(Entries taken from a collection)
──────

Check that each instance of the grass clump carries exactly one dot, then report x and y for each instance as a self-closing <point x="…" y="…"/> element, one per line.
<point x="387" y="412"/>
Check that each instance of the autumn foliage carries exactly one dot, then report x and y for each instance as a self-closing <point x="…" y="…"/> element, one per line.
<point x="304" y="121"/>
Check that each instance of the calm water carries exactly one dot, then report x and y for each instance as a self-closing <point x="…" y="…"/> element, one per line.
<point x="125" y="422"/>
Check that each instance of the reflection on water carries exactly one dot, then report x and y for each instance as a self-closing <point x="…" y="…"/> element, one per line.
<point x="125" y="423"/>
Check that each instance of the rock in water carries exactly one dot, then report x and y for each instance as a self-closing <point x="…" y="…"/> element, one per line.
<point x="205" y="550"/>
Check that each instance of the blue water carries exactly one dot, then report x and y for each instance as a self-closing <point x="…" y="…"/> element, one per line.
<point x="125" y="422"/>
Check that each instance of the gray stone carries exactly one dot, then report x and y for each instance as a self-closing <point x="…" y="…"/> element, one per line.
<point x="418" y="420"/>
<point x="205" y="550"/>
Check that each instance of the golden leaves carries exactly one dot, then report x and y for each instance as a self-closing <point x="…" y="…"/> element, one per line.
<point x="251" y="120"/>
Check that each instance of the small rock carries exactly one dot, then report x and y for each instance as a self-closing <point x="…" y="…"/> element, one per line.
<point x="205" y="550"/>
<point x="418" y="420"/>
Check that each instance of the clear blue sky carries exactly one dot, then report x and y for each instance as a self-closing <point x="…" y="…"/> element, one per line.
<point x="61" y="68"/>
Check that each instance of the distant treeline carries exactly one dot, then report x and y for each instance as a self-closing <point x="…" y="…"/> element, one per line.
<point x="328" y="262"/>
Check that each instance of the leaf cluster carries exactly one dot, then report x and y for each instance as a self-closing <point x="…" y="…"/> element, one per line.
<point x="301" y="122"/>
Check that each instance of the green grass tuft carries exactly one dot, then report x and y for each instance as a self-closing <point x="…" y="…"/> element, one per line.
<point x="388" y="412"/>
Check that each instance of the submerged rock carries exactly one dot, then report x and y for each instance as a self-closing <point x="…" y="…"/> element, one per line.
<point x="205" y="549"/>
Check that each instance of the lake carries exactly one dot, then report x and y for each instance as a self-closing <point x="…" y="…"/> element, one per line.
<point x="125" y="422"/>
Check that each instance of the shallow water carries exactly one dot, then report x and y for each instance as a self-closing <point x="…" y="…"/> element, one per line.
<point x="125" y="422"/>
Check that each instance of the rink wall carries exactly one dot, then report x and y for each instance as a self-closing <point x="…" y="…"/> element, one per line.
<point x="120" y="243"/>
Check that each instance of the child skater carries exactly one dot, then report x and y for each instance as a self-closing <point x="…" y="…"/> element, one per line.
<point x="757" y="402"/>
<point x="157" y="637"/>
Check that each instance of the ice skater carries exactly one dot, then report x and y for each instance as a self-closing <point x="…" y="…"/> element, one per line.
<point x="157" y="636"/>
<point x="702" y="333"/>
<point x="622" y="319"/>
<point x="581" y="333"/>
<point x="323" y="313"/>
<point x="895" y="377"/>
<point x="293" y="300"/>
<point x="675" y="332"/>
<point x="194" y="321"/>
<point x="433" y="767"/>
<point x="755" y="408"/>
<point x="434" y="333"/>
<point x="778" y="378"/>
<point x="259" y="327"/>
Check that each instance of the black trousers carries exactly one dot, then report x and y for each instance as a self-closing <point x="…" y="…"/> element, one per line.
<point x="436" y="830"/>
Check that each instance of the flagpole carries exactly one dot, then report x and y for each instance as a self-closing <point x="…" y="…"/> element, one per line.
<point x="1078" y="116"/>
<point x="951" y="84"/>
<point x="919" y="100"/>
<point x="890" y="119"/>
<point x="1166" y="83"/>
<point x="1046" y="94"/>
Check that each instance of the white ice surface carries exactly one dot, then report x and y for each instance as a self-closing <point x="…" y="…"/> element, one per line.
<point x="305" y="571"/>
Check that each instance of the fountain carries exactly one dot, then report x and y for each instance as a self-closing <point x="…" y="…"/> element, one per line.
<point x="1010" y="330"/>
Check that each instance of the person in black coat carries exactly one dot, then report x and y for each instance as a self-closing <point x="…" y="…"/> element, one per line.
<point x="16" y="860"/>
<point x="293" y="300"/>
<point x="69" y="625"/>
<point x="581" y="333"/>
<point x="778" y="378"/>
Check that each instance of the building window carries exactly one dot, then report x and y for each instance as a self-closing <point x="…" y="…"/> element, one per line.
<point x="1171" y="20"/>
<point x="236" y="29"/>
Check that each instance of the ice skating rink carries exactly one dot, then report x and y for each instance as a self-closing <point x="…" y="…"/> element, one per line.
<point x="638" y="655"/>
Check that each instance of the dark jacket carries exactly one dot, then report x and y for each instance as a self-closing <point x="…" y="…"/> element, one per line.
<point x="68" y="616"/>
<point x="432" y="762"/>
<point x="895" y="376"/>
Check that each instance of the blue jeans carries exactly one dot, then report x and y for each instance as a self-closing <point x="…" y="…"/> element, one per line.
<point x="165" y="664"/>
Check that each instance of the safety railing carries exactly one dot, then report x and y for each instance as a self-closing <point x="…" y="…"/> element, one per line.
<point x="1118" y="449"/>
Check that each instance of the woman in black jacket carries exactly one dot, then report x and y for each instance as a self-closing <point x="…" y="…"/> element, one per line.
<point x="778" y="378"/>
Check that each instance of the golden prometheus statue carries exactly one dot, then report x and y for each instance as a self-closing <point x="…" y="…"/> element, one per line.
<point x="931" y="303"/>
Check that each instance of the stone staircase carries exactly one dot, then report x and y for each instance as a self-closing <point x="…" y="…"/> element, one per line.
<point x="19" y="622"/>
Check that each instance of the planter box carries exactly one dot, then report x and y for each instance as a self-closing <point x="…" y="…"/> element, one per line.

──────

Work to complete: Line by line, output the data precisely as shown above.

Result of this task:
Check that each instance of the grass clump carries exactly one dot, then report x and y for each instance as a self-closing <point x="…" y="…"/> element, one per line.
<point x="387" y="412"/>
Check that each instance of the autumn foliage carries exactly one dot, then report x and y for each instance as a self-closing <point x="…" y="…"/> element, one per line.
<point x="304" y="121"/>
Check that each instance of the calm water carries exactly one dot, then report x and y for each instance as a self-closing <point x="…" y="…"/> element, one per line.
<point x="125" y="422"/>
Check that each instance of the reflection on water carries exactly one dot, then report x and y for each instance as a self-closing <point x="…" y="…"/> element, one per line.
<point x="125" y="423"/>
Check that each instance of the rock in water carries exactly one dot, then report x and y for each instance as a self-closing <point x="…" y="…"/> element, one per line.
<point x="205" y="550"/>
Check that each instance of the blue water carries exactly one dot, then report x and y for each instance as a self-closing <point x="…" y="…"/> element, one per line.
<point x="125" y="422"/>
Check that each instance of the gray stone carries exactly one dot, then report x and y for each instance as a self-closing <point x="…" y="…"/> element, one per line.
<point x="418" y="420"/>
<point x="205" y="550"/>
Check that each instance of the golden leaves carries exactly one dot, then report x and y for each instance as a self-closing <point x="…" y="…"/> element, one per line.
<point x="251" y="120"/>
Check that each instance of the small rock carries exactly one dot, then report x and y for each instance as a self-closing <point x="…" y="…"/> element, one per line.
<point x="205" y="550"/>
<point x="418" y="420"/>
Check that each instance of the clear blue sky carries exactly one dot, then report x and y for each instance as a self-closing <point x="…" y="…"/> element, one per line.
<point x="61" y="68"/>
Check that each instance of the distant treeline carries exactly one dot, then report x and y for each instance as a self-closing <point x="…" y="…"/> element, one per line.
<point x="328" y="262"/>
Check that each instance of the leaf cluster carries exactly one dot, then report x and y for each instance as a self-closing <point x="…" y="…"/> element, one per line.
<point x="301" y="122"/>
Check that each instance of the green grass tuft carries exactly one dot, then report x and y for each instance as a self-closing <point x="…" y="…"/> element, one per line.
<point x="388" y="412"/>
Check that each instance of the submerged rock carries exactly one dot, then report x and y for each instance as a self-closing <point x="…" y="…"/> element, one per line.
<point x="205" y="549"/>
Check that each instance of the lake carries exactly one dot, then report x and y for each instance as a self-closing <point x="…" y="…"/> element, one per line.
<point x="125" y="422"/>
Check that each instance of the shallow water carries exactly one dot, then report x and y for each instance as a self-closing <point x="…" y="…"/> element, one per line.
<point x="125" y="422"/>
Check that each instance of the rink wall carries exactly one dot, then report x and y for each instance as a self-closing <point x="…" y="…"/> element, one per line.
<point x="120" y="243"/>
Check that each instance of the child skater carries exactly one dot, then report x and y for each instance as a self-closing <point x="…" y="…"/> element, one per line.
<point x="757" y="402"/>
<point x="157" y="637"/>
Check that each instance of the ice skater carries exactly one dot, then report x and y for each instance as a self-closing <point x="…" y="…"/> element, one per line.
<point x="157" y="636"/>
<point x="702" y="333"/>
<point x="622" y="319"/>
<point x="581" y="333"/>
<point x="323" y="313"/>
<point x="895" y="377"/>
<point x="293" y="300"/>
<point x="675" y="332"/>
<point x="194" y="321"/>
<point x="433" y="767"/>
<point x="755" y="408"/>
<point x="434" y="333"/>
<point x="778" y="378"/>
<point x="259" y="327"/>
Check that each instance of the black trousers carries exactly one dot, then report x and y for each instance as a self-closing <point x="…" y="…"/> element, one per line.
<point x="436" y="830"/>
Check that each instance of the flagpole carries exactly one dot, then report x and y for each instance as a self-closing <point x="…" y="…"/> element, one per line.
<point x="1078" y="116"/>
<point x="951" y="84"/>
<point x="919" y="100"/>
<point x="890" y="119"/>
<point x="1166" y="83"/>
<point x="1046" y="94"/>
Check that each instance of the white ice surface carries exactly one dot, then report x and y for each instance as a self-closing <point x="…" y="…"/> element, one per line.
<point x="305" y="571"/>
Check that each instance of the fountain carries exactly one dot, then report x and y for each instance as a self-closing <point x="…" y="…"/> element, one per line.
<point x="1010" y="330"/>
Check that each instance of the person in black coat carries exactly one dot, then report x and y for each instance as a self-closing <point x="…" y="…"/> element, one per line.
<point x="16" y="860"/>
<point x="293" y="300"/>
<point x="69" y="625"/>
<point x="581" y="333"/>
<point x="778" y="378"/>
Check that each instance of the building window carries exactly one dot, then report x and y for each instance as a self-closing <point x="…" y="…"/> element, one per line.
<point x="1171" y="20"/>
<point x="236" y="29"/>
Check that each instance of the ice skating rink carries exactly one dot, then report x and y for each instance as a self-closing <point x="…" y="…"/> element, one per line.
<point x="638" y="655"/>
Check that each instance of the dark jacket carries exactly one dot, then report x and y for each instance as a self-closing <point x="…" y="…"/> element, one per line.
<point x="68" y="616"/>
<point x="432" y="762"/>
<point x="895" y="376"/>
Check that each instance of the blue jeans carries exactly one dot, then report x and y for each instance as a self-closing <point x="…" y="…"/> element, one per line.
<point x="165" y="664"/>
Check that each instance of the safety railing carries exactly one dot, then report x and y for each instance as a self-closing <point x="…" y="…"/> element, one per line.
<point x="1118" y="449"/>
Check that each instance of the woman in black jacket carries exactly one dot, then report x and y for each instance as a self-closing <point x="…" y="…"/> element, one per line.
<point x="778" y="378"/>
Check that each instance of the golden prometheus statue carries exactly one dot, then report x and y for each instance as a self-closing <point x="…" y="…"/> element, one per line.
<point x="931" y="303"/>
Check that each instance of the stone staircase carries exactly one dot, then report x and y for each instance as a self-closing <point x="…" y="…"/> element, one per line.
<point x="19" y="622"/>
Check that each instance of the planter box carries exactly one dot, then report x and y for each instance as a self-closing <point x="…" y="…"/> element, one per line.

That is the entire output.